Teile der Übung ::
a. Schreiben Sie aus dem Text über AGAINST ME! den Abschnitt wortgetreu ab, der mit den Worten beginnt, die „Innerhalb der letzten“ enthalten, und mit „äußerst schwer werden.“ endet.
b. Fassen Sie den Text über AGAINST ME! in zwei Sätzen zusammen.

Knapp eineinhalb Jahre nach der Bekanntgabe des Wechsels zu einem Majorlabel erscheint Ende August nach langem Warten endlich das vierte Studioalbum von AGAINST ME!, der zur Zeit vielleicht beliebtesten Band unter dem Punkrock-Himmel. Ein Status, den sich die Band aus Gainesville, Florida auf ganz althergebrachte Weise durch unzählige Auftritte erspielt hat. Kamen auf ihrer ersten Europatour gerade mal knapp vierzig Leute zu ihrer Show ins Hamburger Störtebecker, war das Konzert im Molotow fast fünf Jahre später innerhalb weniger Tage restlos ausverkauft. Und das alles ganz ohne den üblichen Presseschmu, den sich die großen Labels normalerweise bei aufstrebenden Bands aus den Fingern saugen müssen. Denn AGAINST ME! hat dies mitnichten nötig und ist auch weiterhin keineswegs gewillt, den seit der Gründung 1997 eingeschlagenen Weg aus Punk, Politik und Persönlichem zu verlassen, wie auch das neue Album, ein Plädoyer für künstlerische Eigenständigkeit, beweist. Über die Entstehung und den Hintergrund von "New Wave" sprach ich mit Sänger/Gitarrist Tom Gabel und Bassist Andrew Seward vor ihrem Auftritt auf der Reeperbahn.

Innerhalb der letzten Jahre hat sich viel verändert für euch. Wie geht ihr mit der steigenden Popularität um?


Andrew: Wir versuchen, uns nicht sonderlich darum zu kümmern.


Das dürfte mit dem neuen Album "New Wave", das beim Major Sire erscheint, aber äußerst schwer werden.

Bereitgestellte Zeilen ::
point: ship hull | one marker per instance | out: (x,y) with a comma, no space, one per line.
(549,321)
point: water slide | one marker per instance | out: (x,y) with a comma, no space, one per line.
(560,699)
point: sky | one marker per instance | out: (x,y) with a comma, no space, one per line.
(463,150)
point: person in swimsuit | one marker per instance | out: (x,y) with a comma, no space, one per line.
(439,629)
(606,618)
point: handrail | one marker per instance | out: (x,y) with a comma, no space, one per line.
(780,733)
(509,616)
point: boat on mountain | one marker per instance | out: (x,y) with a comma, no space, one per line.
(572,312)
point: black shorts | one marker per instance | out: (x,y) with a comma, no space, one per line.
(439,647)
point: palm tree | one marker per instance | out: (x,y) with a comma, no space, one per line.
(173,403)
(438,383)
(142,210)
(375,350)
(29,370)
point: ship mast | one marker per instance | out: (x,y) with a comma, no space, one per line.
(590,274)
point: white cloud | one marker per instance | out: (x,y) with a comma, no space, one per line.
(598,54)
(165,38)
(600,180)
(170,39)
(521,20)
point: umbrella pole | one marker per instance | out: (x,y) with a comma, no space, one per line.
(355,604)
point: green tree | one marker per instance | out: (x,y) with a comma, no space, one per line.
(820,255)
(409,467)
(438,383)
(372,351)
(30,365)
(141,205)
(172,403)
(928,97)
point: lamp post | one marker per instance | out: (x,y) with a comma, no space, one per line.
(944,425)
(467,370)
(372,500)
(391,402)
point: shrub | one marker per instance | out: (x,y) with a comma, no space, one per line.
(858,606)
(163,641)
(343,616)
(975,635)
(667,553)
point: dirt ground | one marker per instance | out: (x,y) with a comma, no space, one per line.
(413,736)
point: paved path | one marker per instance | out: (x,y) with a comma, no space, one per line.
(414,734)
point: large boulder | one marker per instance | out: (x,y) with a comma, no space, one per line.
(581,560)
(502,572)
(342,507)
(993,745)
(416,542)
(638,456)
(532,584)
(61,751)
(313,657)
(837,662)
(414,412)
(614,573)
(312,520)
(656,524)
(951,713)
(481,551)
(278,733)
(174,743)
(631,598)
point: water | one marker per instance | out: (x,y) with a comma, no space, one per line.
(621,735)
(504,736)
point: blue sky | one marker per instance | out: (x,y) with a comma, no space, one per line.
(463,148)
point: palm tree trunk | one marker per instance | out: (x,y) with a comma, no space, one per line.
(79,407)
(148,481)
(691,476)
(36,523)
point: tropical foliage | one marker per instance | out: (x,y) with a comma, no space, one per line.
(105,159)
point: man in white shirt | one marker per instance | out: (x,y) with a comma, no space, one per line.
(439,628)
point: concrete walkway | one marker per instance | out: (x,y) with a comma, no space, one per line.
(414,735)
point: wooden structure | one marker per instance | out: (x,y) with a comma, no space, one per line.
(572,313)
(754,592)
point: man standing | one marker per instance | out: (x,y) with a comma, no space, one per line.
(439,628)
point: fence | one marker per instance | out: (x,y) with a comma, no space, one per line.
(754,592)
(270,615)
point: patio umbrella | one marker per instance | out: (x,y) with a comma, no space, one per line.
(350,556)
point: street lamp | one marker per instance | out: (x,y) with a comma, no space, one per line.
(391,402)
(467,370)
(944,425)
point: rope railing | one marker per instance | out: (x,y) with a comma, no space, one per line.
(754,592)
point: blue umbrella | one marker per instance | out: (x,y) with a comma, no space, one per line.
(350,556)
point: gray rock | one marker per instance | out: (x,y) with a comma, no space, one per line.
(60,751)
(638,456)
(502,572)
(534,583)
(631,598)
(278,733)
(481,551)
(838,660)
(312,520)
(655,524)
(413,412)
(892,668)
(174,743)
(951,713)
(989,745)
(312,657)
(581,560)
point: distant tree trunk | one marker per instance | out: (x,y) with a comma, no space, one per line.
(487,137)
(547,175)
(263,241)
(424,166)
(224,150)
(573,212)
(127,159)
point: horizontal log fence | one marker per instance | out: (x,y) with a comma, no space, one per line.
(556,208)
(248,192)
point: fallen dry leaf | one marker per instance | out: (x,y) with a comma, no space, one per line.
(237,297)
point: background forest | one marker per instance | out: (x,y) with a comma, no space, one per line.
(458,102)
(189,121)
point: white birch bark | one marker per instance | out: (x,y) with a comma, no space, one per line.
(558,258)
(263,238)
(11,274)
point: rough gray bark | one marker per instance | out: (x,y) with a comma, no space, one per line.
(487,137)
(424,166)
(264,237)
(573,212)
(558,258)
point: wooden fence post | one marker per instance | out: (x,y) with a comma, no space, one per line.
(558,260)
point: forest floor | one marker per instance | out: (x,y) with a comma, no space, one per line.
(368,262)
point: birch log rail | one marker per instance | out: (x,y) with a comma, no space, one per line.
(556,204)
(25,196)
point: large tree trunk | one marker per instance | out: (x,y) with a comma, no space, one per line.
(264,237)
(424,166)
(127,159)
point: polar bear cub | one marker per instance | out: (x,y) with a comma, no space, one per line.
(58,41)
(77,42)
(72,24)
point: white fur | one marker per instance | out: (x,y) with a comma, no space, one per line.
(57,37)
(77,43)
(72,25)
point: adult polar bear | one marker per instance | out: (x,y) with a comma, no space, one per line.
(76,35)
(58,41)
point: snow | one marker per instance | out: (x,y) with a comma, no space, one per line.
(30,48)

Endgültige Antworten ::
a.
Innerhalb der letzten Jahre hat sich viel verändert für euch. Wie geht ihr mit der steigenden Popularität um?


Andrew: Wir versuchen, uns nicht sonderlich darum zu kümmern.


Das dürfte mit dem neuen Album "New Wave", das beim Major Sire erscheint, aber äußerst schwer werden.

b. Ende August erscheint nach langem Warten beim Major Sire das vierte Studioalbum „New Wave“ von AGAINST ME!, einer Punkrock-Band aus Gainesville, Florida, die sich ihre Beliebtheit durch unzählige Auftritte erspielt hat. Vor dem Auftritt auf der Reeperbahn sagt Bassist Andrew Seward im Gespräch, die Band versuche, sich um die steigende Popularität nicht sonderlich zu kümmern.